WORKING DATA:
******************************
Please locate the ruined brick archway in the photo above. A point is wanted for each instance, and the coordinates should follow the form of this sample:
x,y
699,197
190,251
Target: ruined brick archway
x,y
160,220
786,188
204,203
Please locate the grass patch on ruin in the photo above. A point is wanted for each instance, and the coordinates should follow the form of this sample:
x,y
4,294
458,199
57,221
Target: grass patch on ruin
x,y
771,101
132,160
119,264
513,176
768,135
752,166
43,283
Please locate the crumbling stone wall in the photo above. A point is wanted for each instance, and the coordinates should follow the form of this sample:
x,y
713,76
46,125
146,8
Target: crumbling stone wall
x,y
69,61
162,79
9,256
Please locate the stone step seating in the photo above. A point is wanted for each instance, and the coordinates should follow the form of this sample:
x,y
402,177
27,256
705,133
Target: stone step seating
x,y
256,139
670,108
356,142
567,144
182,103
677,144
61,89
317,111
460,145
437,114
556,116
******************************
ACTION ITEM: From the records above, return each line that includes "instance".

ANSWER SPACE:
Please locate the ruined brick archway in the photo above. A point is wanted for each instance, and the coordinates should follow the form of this sample:
Please locate the grass patch on ruin in the photo above. A point is wanted for each instance, and the coordinates should follow the form of this sample:
Please locate the crumbling stone wall in the photo above. A point is wanted for each instance, and the coordinates should follow the form of this sample:
Please locate the stone step seating in the photo above. A point is wanted for each instance, and the coordinates should follow the form of this sample:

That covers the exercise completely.